— START —

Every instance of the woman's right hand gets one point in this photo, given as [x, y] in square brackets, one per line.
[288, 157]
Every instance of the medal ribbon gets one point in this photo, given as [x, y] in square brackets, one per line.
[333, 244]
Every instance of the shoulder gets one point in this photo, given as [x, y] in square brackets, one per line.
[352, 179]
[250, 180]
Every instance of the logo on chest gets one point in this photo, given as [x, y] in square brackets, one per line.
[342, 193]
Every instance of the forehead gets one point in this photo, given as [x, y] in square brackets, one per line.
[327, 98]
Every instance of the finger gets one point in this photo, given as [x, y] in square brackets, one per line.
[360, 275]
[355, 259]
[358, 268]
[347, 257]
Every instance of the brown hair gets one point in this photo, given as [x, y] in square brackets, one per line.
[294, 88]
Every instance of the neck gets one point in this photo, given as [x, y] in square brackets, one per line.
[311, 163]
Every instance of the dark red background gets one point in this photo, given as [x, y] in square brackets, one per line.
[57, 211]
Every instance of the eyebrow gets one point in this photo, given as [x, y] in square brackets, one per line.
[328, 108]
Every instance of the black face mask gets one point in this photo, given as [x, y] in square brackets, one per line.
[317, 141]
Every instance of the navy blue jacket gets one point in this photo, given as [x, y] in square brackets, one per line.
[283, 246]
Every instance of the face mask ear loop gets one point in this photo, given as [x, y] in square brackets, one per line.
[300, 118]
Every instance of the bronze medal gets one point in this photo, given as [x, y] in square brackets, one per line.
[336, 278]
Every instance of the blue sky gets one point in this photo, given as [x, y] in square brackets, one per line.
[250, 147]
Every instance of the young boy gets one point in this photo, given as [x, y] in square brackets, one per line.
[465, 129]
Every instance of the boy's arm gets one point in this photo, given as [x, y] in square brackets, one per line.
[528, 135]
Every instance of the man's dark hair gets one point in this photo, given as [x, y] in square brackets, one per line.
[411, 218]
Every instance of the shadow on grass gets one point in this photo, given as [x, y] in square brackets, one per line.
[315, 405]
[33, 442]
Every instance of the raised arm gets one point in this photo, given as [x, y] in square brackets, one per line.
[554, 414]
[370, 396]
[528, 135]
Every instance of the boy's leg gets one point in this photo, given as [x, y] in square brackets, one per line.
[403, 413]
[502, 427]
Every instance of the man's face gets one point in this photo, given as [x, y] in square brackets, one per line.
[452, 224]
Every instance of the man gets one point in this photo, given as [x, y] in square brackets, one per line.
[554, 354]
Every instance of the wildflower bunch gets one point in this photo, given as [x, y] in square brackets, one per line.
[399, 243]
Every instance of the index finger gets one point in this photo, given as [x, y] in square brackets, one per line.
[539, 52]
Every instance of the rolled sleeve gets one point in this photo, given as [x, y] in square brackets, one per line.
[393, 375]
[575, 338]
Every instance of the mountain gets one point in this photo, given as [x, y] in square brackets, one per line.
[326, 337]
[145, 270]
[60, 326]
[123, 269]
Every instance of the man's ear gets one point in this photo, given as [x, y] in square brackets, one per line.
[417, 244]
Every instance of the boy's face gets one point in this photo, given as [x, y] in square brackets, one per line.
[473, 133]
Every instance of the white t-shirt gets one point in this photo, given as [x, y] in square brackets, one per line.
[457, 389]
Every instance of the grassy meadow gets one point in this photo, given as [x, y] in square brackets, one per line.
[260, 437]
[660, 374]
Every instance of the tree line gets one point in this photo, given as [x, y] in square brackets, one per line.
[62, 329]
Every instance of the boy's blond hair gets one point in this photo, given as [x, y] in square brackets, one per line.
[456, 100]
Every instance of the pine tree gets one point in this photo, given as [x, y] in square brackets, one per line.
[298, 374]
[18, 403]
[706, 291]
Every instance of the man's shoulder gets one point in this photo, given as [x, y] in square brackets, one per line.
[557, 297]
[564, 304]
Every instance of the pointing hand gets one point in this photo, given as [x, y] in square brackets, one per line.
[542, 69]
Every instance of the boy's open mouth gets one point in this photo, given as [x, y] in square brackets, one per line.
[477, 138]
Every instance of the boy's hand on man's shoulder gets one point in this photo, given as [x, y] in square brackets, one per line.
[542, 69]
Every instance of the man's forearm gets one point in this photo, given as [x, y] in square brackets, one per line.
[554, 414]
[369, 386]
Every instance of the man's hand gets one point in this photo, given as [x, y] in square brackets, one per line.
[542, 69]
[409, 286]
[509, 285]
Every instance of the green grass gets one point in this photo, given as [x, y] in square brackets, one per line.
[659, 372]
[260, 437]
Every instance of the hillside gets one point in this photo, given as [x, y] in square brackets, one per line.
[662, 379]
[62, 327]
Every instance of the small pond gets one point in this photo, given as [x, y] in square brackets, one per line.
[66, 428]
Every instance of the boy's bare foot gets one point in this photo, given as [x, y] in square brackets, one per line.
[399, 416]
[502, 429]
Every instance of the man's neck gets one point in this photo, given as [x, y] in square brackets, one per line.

— END —

* [WHAT TO DO] Retype the data in full and match it exactly.

* [PROBLEM SOLUTION]
Every instance of the woman's right hand gets one point in this photo, given as [x, y] in square brackets, one per line.
[288, 157]
Every instance of the medal ribbon gets one point in this photo, given as [x, y] in square brackets, one per line.
[333, 244]
Every instance of the shoulder gets one point in this photo, given as [x, y] in square brackets, one per line.
[352, 179]
[250, 180]
Every instance of the logo on chest gets one point in this photo, given as [x, y] in square brackets, one per line.
[342, 193]
Every instance of the forehead gets one point in this photo, given as [x, y] in square brackets, one per line.
[327, 98]
Every instance of the finger gets one point in this photo, given as [x, y] in square brackets, one per line.
[360, 275]
[355, 259]
[358, 268]
[347, 257]
Every instance of the brown hair gets one point in this photo, given as [x, y] in square brackets, one per line.
[294, 88]
Every instance of the neck gets one point in this photo, given as [x, y] in square brackets, one per line.
[311, 163]
Every instance of the dark red background gets one point in this photo, given as [x, y] in square brackets, one per line.
[57, 211]
Every instance of the eyebrow gets one point in this photo, given as [x, y] in square brackets, one per line.
[328, 108]
Every instance of the black face mask gets one point in this photo, given as [x, y] in square brackets, one per line.
[317, 141]
Every instance of the navy blue jacket gets one point in this photo, given as [x, y] in square brackets, one per line.
[283, 246]
Every instance of the face mask ear loop gets one point in this photo, given as [x, y] in square brackets, one per line.
[300, 118]
Every instance of the bronze medal gets one point in this photo, given as [x, y] in square brackets, one per line.
[336, 278]
Every instance of the blue sky gets one point in this photo, given as [x, y] in square brackets, one per line.
[250, 147]
Every instance of the young boy gets one point in this photo, given as [x, y] in square brackets, one per line.
[465, 129]
Every instance of the boy's arm gets one point in this photo, given as [x, y] in square brackets, one per line.
[528, 135]
Every instance of the man's dark hair gets one point in this photo, given as [x, y] in square brackets, one per line.
[411, 218]
Every instance of the shadow on grass gets one point in this photo, given as [x, y] in square brackets, one per line.
[315, 405]
[33, 442]
Every instance of the raised arm gets one point in this photo, given as [x, y] in square brackets, one per line.
[554, 414]
[370, 396]
[528, 135]
Every instance of the boy's leg gets one point in this photo, given as [x, y] in square brackets, one per line.
[403, 413]
[502, 427]
Every instance of the man's face gets one point in this photo, given as [x, y] in square brackets, one per line.
[452, 224]
Every instance of the man gets one point in this photo, given as [x, y] in square brackets, one per line.
[554, 354]
Every instance of the wildflower bunch gets one point in this photo, given as [x, y] in square brackets, one per line.
[399, 243]
Every instance of the index finger gets one point in this photo, given as [x, y] in square brackets, one per line.
[539, 52]
Every instance of the rolled sleeve gets one point in this photo, given as [x, y] in square brackets, one per line.
[393, 375]
[575, 338]
Every instance of the mountain gets one point in this photo, given as [x, y] in square brackets, one per line.
[326, 337]
[145, 270]
[60, 326]
[123, 269]
Every instance of the man's ear gets one point in this photo, given as [x, y] in square brackets, one per line.
[417, 244]
Every instance of the boy's face gets one point in this photo, given as [x, y] in square brackets, one per line.
[473, 133]
Every instance of the white t-shirt gets one point in this photo, given as [x, y] in square brackets, one per line.
[457, 389]
Every instance of the grassy meadow gets one point in this photo, given as [x, y] in square brackets, one per line.
[260, 437]
[660, 374]
Every instance of the tree line gets one point in this photo, given as [x, y] in square brackets, one per line.
[62, 329]
Every instance of the boy's blond hair gets one point in this photo, given as [x, y] in square brackets, one per line.
[456, 100]
Every instance of the pine tree gets one point in this photo, given as [x, y] in square brackets, one per line.
[298, 374]
[18, 403]
[706, 291]
Every instance of the man's shoulder gets one point in this photo, given as [x, y] in square brackets, one per line.
[557, 297]
[564, 304]
Every instance of the pointing hand gets one point in this photo, given as [x, y] in square brackets, one per line.
[542, 69]
Every instance of the boy's open mouth gets one point in this photo, given as [x, y] in square brackets, one per line.
[477, 138]
Every instance of the boy's hand on man's shoulder gets one point in this photo, given as [x, y] in square brackets, one per line.
[542, 69]
Every instance of the man's forearm gets one point in this photo, given as [x, y] in square brackets, one per line.
[554, 414]
[369, 386]
Every instance of the man's hand gets one point in this photo, given as [x, y] in square brackets, one per line.
[542, 69]
[409, 286]
[509, 285]
Every instance of the green grass gets one point in this photo, given as [x, y] in square brackets, one per line.
[659, 372]
[260, 437]
Every instance of the hillside gets one point in this photo, given as [x, y] in square brackets, one per line.
[662, 379]
[62, 327]
Every instance of the small pond gets one point in this photo, given as [x, y] in square brackets, one per line.
[66, 428]
Every instance of the boy's bare foot gets one point in this photo, given as [x, y] in square brackets, one per line.
[399, 416]
[502, 429]
Every instance of the man's neck gets one point in this photo, given as [x, y] in square brackets, one per line.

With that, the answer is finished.